Copy the data below, switching each "black" to "dark" and leaving everything else as it is.

======== Provided records

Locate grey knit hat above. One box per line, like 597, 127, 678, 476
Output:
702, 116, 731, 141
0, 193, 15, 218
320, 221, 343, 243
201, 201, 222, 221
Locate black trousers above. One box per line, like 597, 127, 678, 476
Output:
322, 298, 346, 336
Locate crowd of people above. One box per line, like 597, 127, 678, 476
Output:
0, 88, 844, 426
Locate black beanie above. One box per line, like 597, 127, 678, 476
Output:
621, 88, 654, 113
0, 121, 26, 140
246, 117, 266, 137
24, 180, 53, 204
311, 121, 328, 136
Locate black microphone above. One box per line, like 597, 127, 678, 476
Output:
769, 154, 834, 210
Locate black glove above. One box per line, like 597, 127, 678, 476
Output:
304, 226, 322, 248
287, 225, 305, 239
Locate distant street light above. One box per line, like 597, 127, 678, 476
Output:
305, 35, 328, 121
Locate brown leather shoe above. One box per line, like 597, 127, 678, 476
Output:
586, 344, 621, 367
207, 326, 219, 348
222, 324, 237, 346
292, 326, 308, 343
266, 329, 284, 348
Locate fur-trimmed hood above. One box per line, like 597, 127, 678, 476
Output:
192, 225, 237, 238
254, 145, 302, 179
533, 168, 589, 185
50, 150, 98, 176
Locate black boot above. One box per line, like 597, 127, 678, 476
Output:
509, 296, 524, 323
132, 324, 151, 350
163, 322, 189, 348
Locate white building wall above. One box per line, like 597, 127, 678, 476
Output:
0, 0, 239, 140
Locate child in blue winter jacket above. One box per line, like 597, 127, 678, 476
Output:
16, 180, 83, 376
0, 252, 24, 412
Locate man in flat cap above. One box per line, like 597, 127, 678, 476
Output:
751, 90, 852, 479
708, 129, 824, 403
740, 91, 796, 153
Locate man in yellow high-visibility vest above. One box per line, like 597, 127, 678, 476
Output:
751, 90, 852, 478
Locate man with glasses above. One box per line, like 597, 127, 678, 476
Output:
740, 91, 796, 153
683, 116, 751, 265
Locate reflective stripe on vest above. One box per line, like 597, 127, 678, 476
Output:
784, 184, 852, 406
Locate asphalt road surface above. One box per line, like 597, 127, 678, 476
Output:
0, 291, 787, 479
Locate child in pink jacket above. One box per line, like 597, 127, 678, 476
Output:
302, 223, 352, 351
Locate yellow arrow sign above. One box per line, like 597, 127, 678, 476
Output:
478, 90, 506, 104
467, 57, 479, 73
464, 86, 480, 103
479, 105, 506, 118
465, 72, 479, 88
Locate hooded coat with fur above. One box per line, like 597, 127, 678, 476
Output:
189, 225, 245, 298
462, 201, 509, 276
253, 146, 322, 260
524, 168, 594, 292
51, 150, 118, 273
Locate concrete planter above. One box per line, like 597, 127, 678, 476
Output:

================

→ **Solved exercise**:
Locate grey knit hat above. One box per line, like 597, 127, 678, 476
Output:
702, 116, 731, 141
0, 193, 15, 218
320, 221, 343, 243
201, 201, 222, 221
Locate dark trousers above. One box per line, like 597, 127, 678, 476
Output:
322, 298, 346, 336
Locate crowd of people above. One box per line, like 597, 127, 678, 476
Output:
0, 88, 844, 426
Locate dark beanie above. One box per line, like 597, 127, 678, 476
Output:
621, 88, 654, 113
0, 121, 26, 140
246, 117, 266, 137
24, 180, 53, 204
311, 121, 328, 136
Locate dark microphone above. One box per line, like 597, 127, 678, 476
Output:
769, 154, 834, 210
Locate dark glove above. One box per line, like 597, 127, 678, 476
Output:
304, 226, 322, 248
287, 225, 305, 239
Locate distant street light above. One box per line, like 597, 127, 678, 476
Output:
305, 35, 328, 121
Locate brown leather shoe above. One box per line, like 597, 127, 678, 476
Output:
586, 344, 621, 367
207, 326, 219, 348
222, 324, 237, 346
292, 326, 308, 343
266, 329, 284, 348
Locate fur-trimmed hood above. One box per line, like 597, 127, 678, 476
Output:
192, 225, 237, 238
254, 145, 302, 179
533, 168, 589, 185
50, 150, 98, 176
Locate dark boot above. One box per line, like 597, 127, 678, 476
Output:
509, 296, 524, 323
132, 324, 151, 350
163, 322, 189, 348
Locate white building wall above. One box per line, like 597, 127, 678, 476
Output:
0, 0, 239, 140
Locate child in blue winter jacket above. One box per line, like 597, 127, 678, 476
Output:
16, 180, 83, 376
0, 252, 24, 412
Locate man in flat cap above. One box per line, like 597, 127, 678, 476
Output:
751, 90, 852, 479
708, 129, 824, 403
740, 91, 796, 153
Locate man in yellow high-visibility vest above. One box per line, like 597, 127, 678, 476
Output:
751, 90, 852, 478
Locate man with glasses above. One box per line, like 597, 127, 678, 476
Output:
740, 91, 796, 153
683, 116, 751, 265
Locate reflective stripe on vest above. One box per line, like 597, 127, 678, 476
Output:
784, 184, 852, 406
Locate asphalt road surface above. One box per line, like 597, 127, 678, 476
Output:
0, 291, 787, 479
Locate child in pink jacket above. One box per line, like 597, 127, 678, 476
Output:
302, 223, 352, 351
Locate yellow arrow sign above. One box per line, like 597, 127, 678, 476
Output:
478, 90, 506, 104
467, 57, 479, 73
464, 86, 480, 103
479, 105, 506, 118
465, 72, 479, 88
Locate hooded coat with fur above. One box per line, like 597, 127, 678, 476
Output:
189, 225, 245, 298
462, 201, 509, 276
253, 146, 322, 260
524, 168, 594, 292
51, 150, 118, 273
Locate concrete planter above. One box per line, like 597, 127, 678, 476
Output:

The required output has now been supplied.